» **Written problem**
Restate the full listing word for word and leave the pictures out.

Named-object pointing records:
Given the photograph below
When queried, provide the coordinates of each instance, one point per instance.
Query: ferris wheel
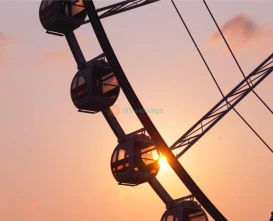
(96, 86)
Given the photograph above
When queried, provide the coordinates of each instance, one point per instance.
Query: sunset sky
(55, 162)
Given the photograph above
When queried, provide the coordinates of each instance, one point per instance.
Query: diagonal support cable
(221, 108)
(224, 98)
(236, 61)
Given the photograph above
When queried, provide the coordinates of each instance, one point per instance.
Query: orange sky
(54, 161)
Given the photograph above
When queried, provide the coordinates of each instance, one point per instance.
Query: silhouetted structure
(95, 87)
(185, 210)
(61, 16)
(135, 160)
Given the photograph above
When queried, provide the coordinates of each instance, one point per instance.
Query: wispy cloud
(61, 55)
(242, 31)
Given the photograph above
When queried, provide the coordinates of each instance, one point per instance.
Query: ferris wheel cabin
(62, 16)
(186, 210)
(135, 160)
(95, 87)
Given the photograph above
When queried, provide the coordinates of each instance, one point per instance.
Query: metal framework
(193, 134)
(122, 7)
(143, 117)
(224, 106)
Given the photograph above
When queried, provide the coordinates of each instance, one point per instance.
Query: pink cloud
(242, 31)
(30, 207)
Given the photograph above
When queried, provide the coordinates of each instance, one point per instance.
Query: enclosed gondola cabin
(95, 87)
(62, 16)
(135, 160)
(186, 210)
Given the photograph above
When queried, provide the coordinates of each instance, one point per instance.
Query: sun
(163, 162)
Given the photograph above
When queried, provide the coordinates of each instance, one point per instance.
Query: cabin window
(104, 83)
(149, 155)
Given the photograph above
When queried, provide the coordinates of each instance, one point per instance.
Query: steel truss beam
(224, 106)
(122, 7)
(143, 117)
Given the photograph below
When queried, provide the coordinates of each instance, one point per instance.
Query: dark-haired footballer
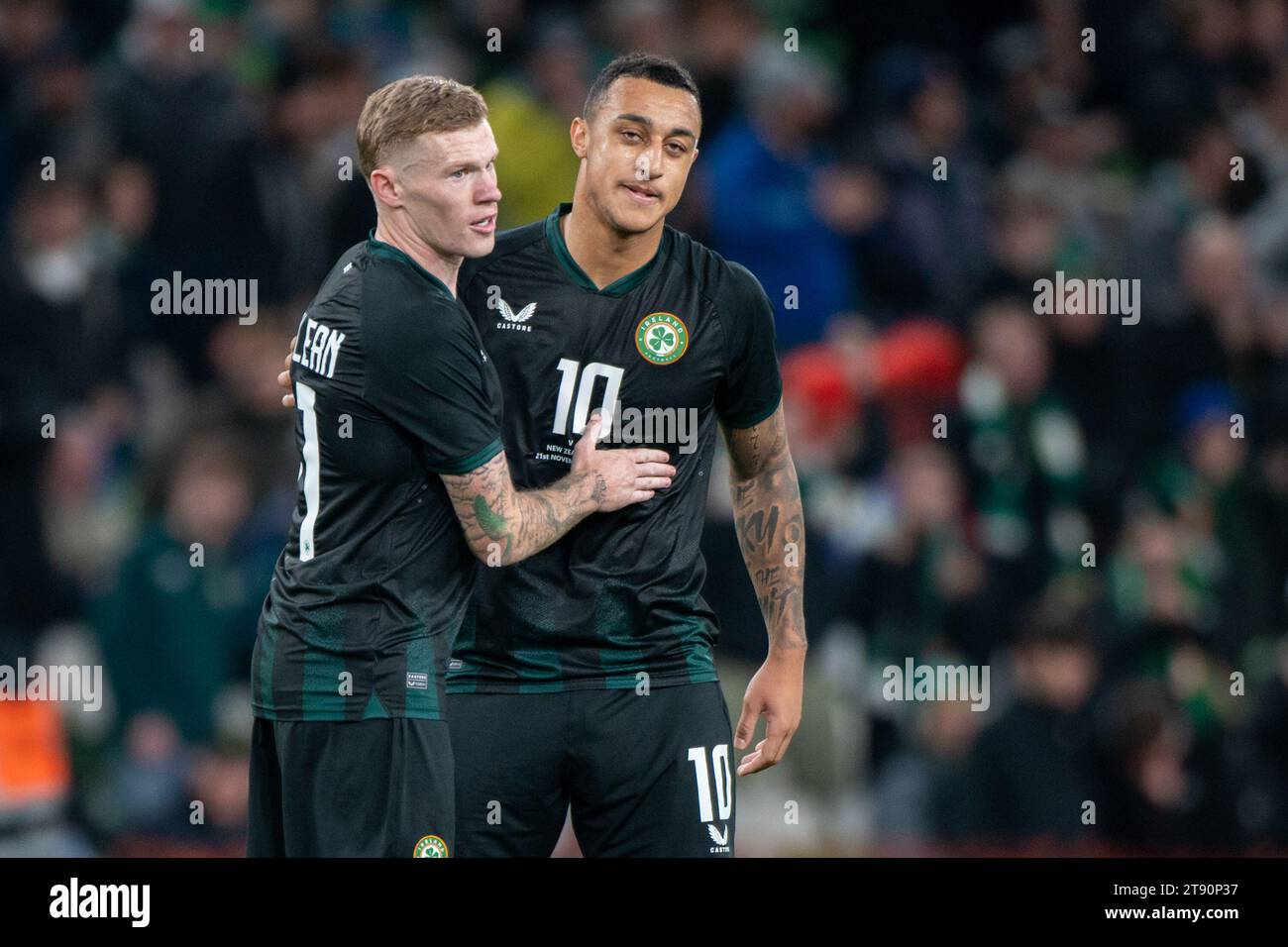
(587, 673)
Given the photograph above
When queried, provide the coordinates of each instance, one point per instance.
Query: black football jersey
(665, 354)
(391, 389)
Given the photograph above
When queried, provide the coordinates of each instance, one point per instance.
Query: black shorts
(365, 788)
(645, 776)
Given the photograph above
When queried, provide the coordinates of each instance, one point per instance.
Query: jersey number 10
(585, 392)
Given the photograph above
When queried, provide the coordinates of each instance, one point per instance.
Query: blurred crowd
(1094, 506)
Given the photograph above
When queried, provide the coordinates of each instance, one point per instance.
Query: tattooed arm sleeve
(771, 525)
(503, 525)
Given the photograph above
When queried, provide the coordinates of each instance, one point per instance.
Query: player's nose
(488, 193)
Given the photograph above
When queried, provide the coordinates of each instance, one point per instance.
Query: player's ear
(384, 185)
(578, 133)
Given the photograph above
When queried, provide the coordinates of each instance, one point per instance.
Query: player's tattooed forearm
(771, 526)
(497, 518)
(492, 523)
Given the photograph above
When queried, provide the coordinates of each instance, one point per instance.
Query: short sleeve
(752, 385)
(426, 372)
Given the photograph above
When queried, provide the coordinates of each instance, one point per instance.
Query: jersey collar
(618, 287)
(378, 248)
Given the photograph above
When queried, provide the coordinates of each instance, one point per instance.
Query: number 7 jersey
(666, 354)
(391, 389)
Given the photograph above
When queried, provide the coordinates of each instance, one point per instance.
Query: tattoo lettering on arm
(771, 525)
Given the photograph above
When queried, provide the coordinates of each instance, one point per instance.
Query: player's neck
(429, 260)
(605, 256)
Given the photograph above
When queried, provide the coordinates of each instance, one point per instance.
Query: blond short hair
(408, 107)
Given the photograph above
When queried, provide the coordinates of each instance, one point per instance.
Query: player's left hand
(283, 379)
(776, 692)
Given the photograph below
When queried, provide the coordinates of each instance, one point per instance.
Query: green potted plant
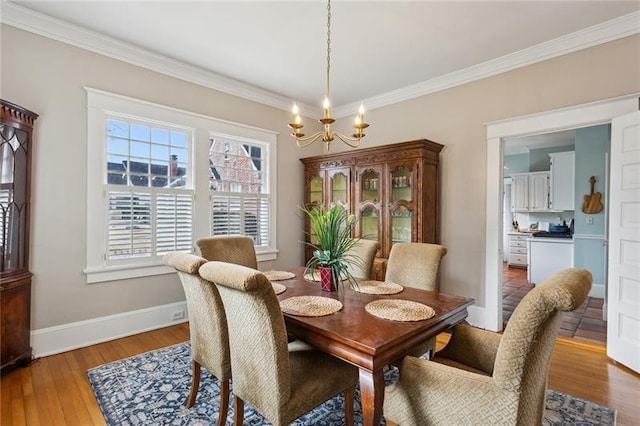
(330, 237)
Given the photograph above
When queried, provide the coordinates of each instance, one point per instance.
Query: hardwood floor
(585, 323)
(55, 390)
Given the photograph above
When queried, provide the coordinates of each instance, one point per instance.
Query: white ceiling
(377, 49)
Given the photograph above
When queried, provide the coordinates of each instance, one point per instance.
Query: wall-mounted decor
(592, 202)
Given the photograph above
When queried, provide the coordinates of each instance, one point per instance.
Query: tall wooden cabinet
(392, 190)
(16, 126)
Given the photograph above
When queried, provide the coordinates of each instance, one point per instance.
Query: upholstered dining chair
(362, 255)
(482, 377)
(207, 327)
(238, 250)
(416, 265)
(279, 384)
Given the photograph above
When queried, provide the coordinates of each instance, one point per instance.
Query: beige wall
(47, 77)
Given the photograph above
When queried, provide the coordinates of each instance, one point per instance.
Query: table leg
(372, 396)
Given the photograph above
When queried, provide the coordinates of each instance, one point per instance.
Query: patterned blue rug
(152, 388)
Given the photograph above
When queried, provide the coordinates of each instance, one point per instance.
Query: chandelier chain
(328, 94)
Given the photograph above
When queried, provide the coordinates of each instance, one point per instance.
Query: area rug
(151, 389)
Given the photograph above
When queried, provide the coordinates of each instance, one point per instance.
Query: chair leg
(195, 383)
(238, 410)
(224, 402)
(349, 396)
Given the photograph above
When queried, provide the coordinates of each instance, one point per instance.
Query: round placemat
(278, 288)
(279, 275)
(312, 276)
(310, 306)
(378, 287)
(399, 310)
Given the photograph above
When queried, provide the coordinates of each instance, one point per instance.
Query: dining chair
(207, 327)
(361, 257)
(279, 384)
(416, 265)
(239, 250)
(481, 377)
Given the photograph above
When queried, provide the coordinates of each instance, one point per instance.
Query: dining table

» **Full answer**
Given the photograph below
When queried, provide the coordinates of each instance, one point per instance.
Query: ferris wheel
(96, 86)
Given the photograph above
When queried, provide the coordinates of each instance, one point per instance.
Query: sunset sky
(55, 162)
Given the photograph above
When queried, provide the coordinates of each instance, one point per instance.
Query: diagonal support cable
(221, 108)
(224, 98)
(236, 61)
Given the photograph above
When queried, provide the coordinates of each instance, one point per instance.
Query: orange sky
(54, 161)
Given the photograph above
When queried, provide the coordinates of each instance, one point per instance.
Query: silhouetted structure
(95, 87)
(185, 210)
(61, 16)
(135, 160)
Given the photograph above
When queried, provide the coordinates of each instance, one point per instance.
Query: wispy cloud
(61, 55)
(242, 31)
Given the photograph above
When queried, provide the coordinates of each instance, one point per instance.
Query: ferris wheel cabin
(62, 16)
(186, 210)
(135, 160)
(95, 87)
Given the photograph above
When queried, provide the coordinates of each instance, one point per instance.
Query: metal framework
(193, 134)
(122, 7)
(143, 117)
(224, 106)
Given the photograph above
When queried, provide the coordinates of each instance, one point per instance.
Query: pink cloud
(242, 31)
(30, 207)
Given the photograph above
When queried, provide the coordinates of each instance, one point per instance.
Query: enclosed gondola cabin
(95, 87)
(62, 16)
(135, 160)
(186, 210)
Given the photograph above
When queried, provide the coordinates of each instance, one point per instance.
Query: sun
(163, 162)
Given the photograph above
When queried, provide the coordinates of each instance, one point per instance.
Query: cabin window
(104, 83)
(149, 155)
Given the photograph above
When queried, provide the coordinates of each instance, one point per instance.
Query: steel truss beam
(224, 106)
(122, 7)
(143, 117)
Given the photograph below
When queried, provide the coordinates of each instance, one point per instance.
Query: dark-haired footballer
(587, 673)
Given the photograph above
When queried, provide the coordinates of each instance, one point per instance.
Query: black football jersey
(665, 354)
(391, 389)
Given the photograph above
When queried, provide the coordinates of each instance, one point per instance.
Query: black shorts
(365, 788)
(645, 776)
Given the photograph above
When queried, provide the coordinates of each instance, one point per instance.
Query: jersey number 10
(585, 392)
Given the photograph above
When queried, provide the coordinates of each instance, one point per instance.
Query: blurred crowd
(1094, 506)
Given the photograph above
When queried, provide the coordinates of each instance, one point per instance.
Query: tattooed arm sleeve
(771, 525)
(503, 525)
Given the photograph above
When queried, provide the coordinates of each instance, one point per instance.
Query: player's nose
(488, 193)
Given the photograph above
When queried, provide the coordinates of each instance, one point per instance.
Query: player's ear
(384, 185)
(578, 133)
Given the photograph above
When queried, provide the coordinates of each instance, one point per instance.
Query: player's tattooed forearm
(771, 526)
(497, 518)
(492, 523)
Given the photograph above
When queried, provide the coordinates of each instance, one point per instance.
Query: short sleeve
(752, 385)
(426, 372)
Given the photograph above
When queried, provide the coordinates of each instance, one point per instance.
Query: jersey collar
(618, 287)
(378, 248)
Given the photograph above
When queried, provide the coordinates of each instance, one point per instance.
Query: number 7 jersey
(666, 354)
(391, 389)
Given the photograph above
When queried, provide the coordinates of each instance, one point per instance.
Query: tattoo lettering on arm
(771, 525)
Given the photograph above
When queried, provide the coordinates of each instance, one point per instance.
Query: player's neck
(429, 260)
(605, 256)
Given the photograph above
When queried, provide the coordinates of each instance, one point per instance.
Query: blond short hair
(408, 107)
Given the photograph above
When queried, provide the coordinates of each instance, one point per instance.
Query: player's left hand
(283, 379)
(776, 692)
Given the photograph below
When queried, provide the coordinates of each instance, one point per instance.
Query: green potted plant
(330, 237)
Given the photograph above
When queried, provide the coordinates of each instance, one point per instance.
Query: hardwood floor
(585, 323)
(55, 390)
Given the photograph above
When queried, provide the coordinates of each instance, one point per instance.
Query: white ceiling
(377, 49)
Given the photograph above
When queried, provide the coordinates of each instance, one point per instance.
Query: wall-mounted decor
(592, 202)
Given the photograph above
When queried, provide the coordinates of each instance, one point per instance.
Query: tall wooden cabinet
(392, 190)
(16, 126)
Given the photograph above
When queried, provide the coordinates of each instance, one point per instance.
Query: upholstered dining chair
(362, 255)
(482, 377)
(207, 327)
(238, 250)
(416, 265)
(279, 384)
Given the photograph above
When queried, provide the coordinates of each instance, one point per instance.
Query: beige wall
(47, 77)
Given the photograph above
When queried, provide the coordinates of each instance, one point per instance.
Query: table leg
(372, 396)
Given the photograph above
When queried, provide the coordinates of each instance, one point per instance.
Query: patterned blue rug
(152, 388)
Given the photograph above
When queried, provide the coordinates of each instance, one point per instance.
Query: chandelier chain
(328, 94)
Given the photograph above
When queried, provide the coordinates of each instance, one point per instance.
Query: area rug
(151, 389)
Given the photograph above
When queried, provide the coordinates of each instance, one point per instance.
Query: chair leg
(195, 383)
(238, 410)
(224, 402)
(349, 396)
Given the photograph above
When queried, provide the coordinates of each instance, one point per instance.
Query: round placemat
(278, 288)
(279, 275)
(312, 276)
(310, 306)
(378, 287)
(399, 310)
Given the photograph above
When queried, provide the coordinates of each instance, one point per instance.
Query: dining chair
(207, 327)
(361, 257)
(279, 384)
(416, 265)
(239, 250)
(481, 377)
Given the photograph above
When queried, provide the coordinates of each instance, one point per instance.
Query: dining table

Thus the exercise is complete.